What you need to do –
Reproduce only the part of the items that opens with the line containing "Place one keypoint per instance of the central" and closes at the end of the items, keeping every line, requests included. Multiply each coordinate in the answers by 1.9 and round to whole numbers with halves going up, leaving the requests and their format samples unchanged.
[Begin]
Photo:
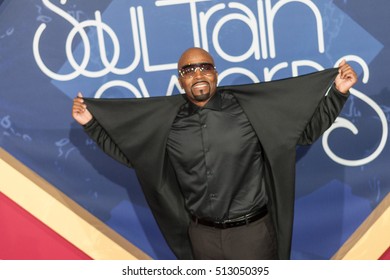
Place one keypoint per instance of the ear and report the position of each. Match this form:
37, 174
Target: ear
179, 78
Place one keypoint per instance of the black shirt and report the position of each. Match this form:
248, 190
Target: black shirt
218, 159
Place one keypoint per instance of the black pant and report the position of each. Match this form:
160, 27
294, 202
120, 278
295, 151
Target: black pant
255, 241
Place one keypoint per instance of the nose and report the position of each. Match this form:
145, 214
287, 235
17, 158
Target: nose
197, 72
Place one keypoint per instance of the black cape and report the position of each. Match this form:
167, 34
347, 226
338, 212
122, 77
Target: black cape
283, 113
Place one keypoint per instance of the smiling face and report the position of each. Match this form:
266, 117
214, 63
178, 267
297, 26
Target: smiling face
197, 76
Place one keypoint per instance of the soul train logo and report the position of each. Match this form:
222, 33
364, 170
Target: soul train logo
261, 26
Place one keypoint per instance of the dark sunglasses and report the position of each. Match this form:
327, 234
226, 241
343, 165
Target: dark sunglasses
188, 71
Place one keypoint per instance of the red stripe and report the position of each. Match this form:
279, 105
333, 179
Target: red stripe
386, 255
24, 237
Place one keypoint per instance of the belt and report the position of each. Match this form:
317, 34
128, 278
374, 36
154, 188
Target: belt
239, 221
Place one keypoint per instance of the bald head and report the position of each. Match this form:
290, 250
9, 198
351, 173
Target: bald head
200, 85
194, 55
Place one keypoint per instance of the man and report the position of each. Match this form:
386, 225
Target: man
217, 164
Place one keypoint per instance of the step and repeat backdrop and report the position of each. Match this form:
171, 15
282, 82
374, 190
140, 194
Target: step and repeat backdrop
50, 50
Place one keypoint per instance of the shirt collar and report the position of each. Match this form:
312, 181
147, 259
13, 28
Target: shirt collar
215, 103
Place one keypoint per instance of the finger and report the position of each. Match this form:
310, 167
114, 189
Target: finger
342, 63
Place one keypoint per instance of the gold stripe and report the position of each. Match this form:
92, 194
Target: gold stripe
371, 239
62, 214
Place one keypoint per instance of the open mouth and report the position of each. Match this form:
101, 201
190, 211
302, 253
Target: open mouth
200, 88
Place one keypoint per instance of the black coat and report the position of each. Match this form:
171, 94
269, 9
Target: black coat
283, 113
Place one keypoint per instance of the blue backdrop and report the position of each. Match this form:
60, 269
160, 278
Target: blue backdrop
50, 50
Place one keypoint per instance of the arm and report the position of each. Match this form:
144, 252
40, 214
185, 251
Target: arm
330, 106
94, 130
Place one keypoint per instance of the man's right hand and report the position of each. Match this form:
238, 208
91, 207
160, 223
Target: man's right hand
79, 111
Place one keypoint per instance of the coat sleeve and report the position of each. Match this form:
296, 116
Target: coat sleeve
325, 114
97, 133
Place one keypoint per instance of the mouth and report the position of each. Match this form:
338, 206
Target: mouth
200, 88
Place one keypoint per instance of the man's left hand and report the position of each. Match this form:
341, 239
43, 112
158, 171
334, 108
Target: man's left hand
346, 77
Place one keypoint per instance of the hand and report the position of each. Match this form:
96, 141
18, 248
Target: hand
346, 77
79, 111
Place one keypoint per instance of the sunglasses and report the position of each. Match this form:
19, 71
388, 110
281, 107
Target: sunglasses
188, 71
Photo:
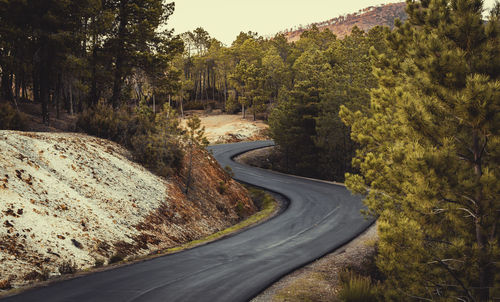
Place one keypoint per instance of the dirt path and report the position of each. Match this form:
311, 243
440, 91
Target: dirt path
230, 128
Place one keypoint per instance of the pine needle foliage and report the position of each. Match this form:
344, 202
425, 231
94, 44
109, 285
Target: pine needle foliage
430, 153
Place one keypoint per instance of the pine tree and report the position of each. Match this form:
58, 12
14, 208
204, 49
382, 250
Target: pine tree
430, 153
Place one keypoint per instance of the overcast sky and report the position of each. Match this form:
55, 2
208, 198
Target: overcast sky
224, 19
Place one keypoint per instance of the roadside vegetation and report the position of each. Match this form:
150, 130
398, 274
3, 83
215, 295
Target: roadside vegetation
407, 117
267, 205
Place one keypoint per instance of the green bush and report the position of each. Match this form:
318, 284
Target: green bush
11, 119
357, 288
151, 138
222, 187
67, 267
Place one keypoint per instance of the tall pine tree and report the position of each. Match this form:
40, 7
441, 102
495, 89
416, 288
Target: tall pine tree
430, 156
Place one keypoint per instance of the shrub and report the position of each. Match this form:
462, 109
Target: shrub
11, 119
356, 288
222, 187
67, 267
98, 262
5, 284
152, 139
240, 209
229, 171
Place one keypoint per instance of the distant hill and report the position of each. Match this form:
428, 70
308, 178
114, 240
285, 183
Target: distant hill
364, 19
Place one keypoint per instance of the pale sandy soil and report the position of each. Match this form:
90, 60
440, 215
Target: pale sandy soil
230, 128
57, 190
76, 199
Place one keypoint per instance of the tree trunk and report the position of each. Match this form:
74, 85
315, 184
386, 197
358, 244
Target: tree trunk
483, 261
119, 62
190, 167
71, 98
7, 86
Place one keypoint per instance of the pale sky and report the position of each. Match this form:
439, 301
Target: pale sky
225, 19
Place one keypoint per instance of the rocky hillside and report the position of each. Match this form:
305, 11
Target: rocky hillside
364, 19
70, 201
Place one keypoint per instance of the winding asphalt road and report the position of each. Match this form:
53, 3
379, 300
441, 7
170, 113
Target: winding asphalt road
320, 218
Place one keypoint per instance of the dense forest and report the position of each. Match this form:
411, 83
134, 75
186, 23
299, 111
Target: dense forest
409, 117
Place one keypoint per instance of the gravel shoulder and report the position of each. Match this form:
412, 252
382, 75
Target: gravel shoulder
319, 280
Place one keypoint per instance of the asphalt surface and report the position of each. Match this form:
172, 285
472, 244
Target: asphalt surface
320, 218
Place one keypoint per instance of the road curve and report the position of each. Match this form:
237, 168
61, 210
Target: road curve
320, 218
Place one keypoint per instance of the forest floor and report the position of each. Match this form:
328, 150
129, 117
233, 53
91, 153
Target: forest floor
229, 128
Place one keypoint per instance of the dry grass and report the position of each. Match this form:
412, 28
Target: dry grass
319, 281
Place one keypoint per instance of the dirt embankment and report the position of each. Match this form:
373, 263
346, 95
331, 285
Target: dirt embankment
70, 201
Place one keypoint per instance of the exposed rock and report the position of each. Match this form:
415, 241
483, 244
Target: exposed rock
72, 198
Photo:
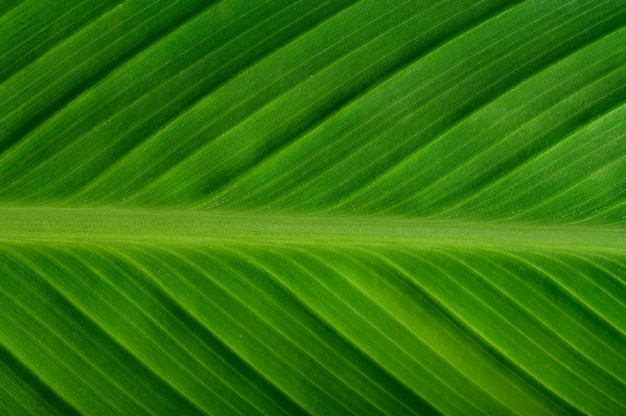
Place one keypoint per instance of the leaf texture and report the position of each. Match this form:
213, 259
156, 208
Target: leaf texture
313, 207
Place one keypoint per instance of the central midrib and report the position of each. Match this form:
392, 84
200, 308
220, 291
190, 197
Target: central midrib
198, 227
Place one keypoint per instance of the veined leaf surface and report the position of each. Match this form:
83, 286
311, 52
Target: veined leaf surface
[End]
Worked solution –
Place one keypoint per instance of the central midrib and report the position of each. Match this form:
392, 84
200, 308
220, 291
190, 197
Target: central midrib
376, 431
Place one keypoint per instance of the veined leaf surface and report the position of each. Match this form:
83, 286
311, 52
Target: veined leaf surface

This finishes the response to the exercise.